Verilen metin:
====================

Yusuf Yeşilkaya
26 Mayıs 1904 tarihinde İstanbul Çemberlitaş’ta dünyaya gelen Necip Fazıl, hem kültürlü hem de varlıklı bir ailenin çocuğudur. Dört-beş yaşında iken dedesinden okuma yazmayı öğrenir. Çok haşarı bir çocukluk dönemi yaşar. Babaannesi Zafer Hanım, yaramazlıklarını bir nebze azaltabilmek için Necip Fazıl’ı romanla tanıştırır. Okuduğu romanlar sayesinde adeta uyuşur ve haşarılığa fırsat bulamaz.

====================

Materyal:

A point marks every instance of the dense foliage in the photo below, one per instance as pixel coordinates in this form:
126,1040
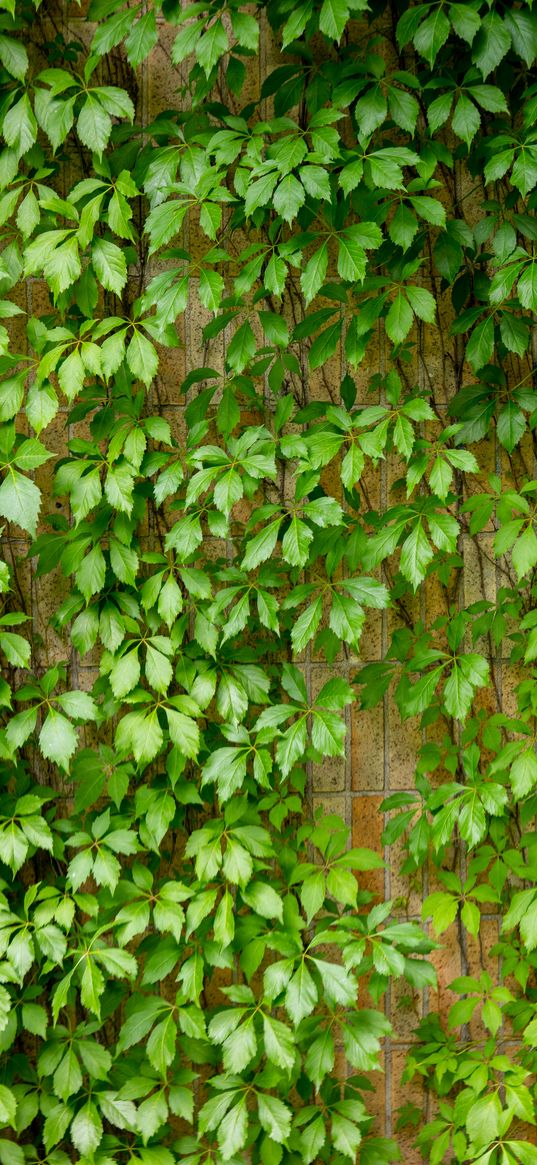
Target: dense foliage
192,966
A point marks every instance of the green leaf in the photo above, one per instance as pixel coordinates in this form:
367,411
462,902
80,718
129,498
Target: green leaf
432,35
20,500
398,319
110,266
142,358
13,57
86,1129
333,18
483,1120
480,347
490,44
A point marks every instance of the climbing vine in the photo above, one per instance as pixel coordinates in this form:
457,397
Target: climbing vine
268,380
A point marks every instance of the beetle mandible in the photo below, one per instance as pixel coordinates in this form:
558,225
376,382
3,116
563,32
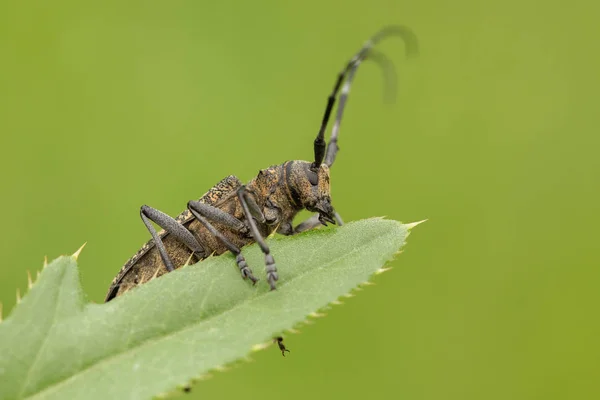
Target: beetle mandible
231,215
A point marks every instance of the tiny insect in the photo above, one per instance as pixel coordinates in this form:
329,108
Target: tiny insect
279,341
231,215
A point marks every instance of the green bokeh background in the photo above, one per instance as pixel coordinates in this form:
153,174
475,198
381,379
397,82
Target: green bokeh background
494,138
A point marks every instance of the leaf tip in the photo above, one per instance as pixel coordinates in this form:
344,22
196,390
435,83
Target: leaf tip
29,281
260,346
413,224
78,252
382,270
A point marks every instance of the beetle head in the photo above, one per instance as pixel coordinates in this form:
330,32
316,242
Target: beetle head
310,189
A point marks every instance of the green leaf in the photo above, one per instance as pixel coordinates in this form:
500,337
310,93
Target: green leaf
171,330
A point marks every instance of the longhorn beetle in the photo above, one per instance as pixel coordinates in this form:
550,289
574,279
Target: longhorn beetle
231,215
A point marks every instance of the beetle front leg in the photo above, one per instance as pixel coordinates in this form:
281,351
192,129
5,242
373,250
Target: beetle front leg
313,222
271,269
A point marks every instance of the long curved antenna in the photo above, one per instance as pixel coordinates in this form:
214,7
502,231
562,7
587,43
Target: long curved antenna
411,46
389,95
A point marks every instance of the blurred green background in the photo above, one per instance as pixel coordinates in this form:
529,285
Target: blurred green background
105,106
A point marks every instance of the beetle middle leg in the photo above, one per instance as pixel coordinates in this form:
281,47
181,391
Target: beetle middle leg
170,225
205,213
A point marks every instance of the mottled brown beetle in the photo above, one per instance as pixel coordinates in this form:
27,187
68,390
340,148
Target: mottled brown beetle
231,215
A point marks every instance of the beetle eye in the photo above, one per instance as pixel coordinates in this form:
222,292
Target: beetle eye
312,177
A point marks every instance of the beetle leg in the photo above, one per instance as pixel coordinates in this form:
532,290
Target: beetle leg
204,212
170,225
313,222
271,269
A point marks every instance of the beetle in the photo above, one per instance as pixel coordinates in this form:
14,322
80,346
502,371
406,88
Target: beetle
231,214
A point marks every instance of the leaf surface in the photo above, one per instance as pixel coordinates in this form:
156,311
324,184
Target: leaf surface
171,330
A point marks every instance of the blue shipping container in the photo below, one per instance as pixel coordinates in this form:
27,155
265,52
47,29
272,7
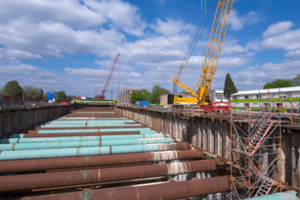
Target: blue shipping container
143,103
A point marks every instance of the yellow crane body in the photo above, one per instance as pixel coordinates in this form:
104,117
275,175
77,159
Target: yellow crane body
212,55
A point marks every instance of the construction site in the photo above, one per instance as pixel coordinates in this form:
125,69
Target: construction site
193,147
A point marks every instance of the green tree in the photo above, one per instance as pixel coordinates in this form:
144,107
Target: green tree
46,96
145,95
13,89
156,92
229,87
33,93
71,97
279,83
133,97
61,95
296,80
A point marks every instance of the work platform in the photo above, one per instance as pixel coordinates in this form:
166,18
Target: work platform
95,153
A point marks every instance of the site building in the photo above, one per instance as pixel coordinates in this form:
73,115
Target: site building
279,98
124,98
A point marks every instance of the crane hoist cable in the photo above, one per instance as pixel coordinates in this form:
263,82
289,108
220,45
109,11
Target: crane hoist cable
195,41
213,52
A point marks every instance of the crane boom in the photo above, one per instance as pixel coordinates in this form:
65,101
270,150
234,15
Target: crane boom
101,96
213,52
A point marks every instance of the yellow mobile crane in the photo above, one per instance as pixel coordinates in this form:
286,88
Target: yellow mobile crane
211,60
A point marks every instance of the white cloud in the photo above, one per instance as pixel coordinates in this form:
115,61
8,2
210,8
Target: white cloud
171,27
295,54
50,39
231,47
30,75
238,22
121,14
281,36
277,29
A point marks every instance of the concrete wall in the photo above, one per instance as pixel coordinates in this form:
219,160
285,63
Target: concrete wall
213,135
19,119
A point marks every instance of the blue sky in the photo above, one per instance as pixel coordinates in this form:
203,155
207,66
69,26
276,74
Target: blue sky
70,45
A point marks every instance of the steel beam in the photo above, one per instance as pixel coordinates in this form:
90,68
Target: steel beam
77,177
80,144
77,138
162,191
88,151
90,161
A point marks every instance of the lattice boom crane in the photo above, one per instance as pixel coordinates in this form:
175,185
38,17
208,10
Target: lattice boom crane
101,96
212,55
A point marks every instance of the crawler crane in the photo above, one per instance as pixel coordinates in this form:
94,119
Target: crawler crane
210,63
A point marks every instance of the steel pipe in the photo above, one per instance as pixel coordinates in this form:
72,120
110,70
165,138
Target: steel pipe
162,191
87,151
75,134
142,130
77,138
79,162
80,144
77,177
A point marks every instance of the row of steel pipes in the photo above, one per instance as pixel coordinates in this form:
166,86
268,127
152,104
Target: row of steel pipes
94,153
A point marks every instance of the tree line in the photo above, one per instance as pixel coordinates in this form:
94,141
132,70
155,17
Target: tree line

====================

Yapılacak işler:
(1) Necip Fazıl'ın çocukluğunu anlatan metne göre Necip Fazıl okuma yazmayı kimden öğrenmiştir?
(2) Necip Fazıl'ın çocukluğunu anlatan metni iki cümleyle özetleyin.
(3) Necip Fazıl'ın çocukluğunu anlatan metinde "Yusuf Yeşilkaya" sözlerini içeren yerle açılıp "haşarılığa fırsat bulamaz." ile kapanan bölümü kelimesi kelimesine aktarın.

Görev çözümleri:
(1) Dört-beş yaşındayken dedesinden öğrenmiştir.

(2) Necip Fazıl, 26 Mayıs 1904'te İstanbul Çemberlitaş'ta kültürlü ve varlıklı bir ailenin çocuğu olarak dünyaya gelmiş, dört-beş yaşında dedesinden okuma yazma öğrenmiştir. Çok haşarı bir çocukluk geçiren Necip Fazıl'ı babaannesi Zafer Hanım romanla tanıştırmış, okuduğu romanlar sayesinde haşarılığa fırsat bulamamıştır.

(3)
Yusuf Yeşilkaya
26 Mayıs 1904 tarihinde İstanbul Çemberlitaş’ta dünyaya gelen Necip Fazıl, hem kültürlü hem de varlıklı bir ailenin çocuğudur. Dört-beş yaşında iken dedesinden okuma yazmayı öğrenir. Çok haşarı bir çocukluk dönemi yaşar. Babaannesi Zafer Hanım, yaramazlıklarını bir nebze azaltabilmek için Necip Fazıl’ı romanla tanıştırır. Okuduğu romanlar sayesinde adeta uyuşur ve haşarılığa fırsat bulamaz.